INFORMATION SHOWN:
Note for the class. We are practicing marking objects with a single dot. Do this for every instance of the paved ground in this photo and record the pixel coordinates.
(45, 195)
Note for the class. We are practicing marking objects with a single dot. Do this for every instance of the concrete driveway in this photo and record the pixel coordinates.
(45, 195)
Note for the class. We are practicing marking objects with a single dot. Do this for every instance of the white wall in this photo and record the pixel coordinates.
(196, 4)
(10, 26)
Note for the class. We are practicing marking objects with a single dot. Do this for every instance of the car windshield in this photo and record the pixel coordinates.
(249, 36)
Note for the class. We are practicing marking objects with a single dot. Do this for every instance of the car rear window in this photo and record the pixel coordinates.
...
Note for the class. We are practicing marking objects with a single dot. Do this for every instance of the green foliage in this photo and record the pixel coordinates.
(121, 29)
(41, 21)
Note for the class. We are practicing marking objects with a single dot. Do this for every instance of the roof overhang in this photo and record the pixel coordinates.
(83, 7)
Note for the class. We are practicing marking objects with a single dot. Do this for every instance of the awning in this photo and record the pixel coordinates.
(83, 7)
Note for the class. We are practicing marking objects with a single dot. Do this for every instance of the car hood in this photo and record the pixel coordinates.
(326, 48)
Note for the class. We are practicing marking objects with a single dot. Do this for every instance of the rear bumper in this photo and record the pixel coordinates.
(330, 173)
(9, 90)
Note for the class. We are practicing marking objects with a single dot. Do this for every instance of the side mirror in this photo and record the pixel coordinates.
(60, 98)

WHAT THE TASK REQUIRES:
Rewrite the lines starting with the line containing "of the paved" and going on through the line containing "the car rear", changing "dot" to "point" and leaving everything else as it is. Give only those lines.

SOLUTION TO THIS EXERCISE:
Note for the class. We are practicing marking objects with a single point. Do this for every instance of the paved ground in this photo and record the pixel coordinates.
(45, 195)
Note for the class. We are practicing marking objects with a single point. Do this for every instance of the concrete driveway in this photo and record the pixel coordinates.
(45, 195)
Note for the class. We are practicing marking objects with a single point. Do this for every instance of the white wall in this photo and record the pixel coordinates.
(196, 4)
(10, 26)
Note for the class. We are practicing marking objects with a single point. Do this for every instance of the car windshield in this photo and record the pixel coordinates.
(249, 36)
Note for the class. We are practicing marking objects with a single point. Do this for every instance of the car rear window in this photo and record the pixel coordinates.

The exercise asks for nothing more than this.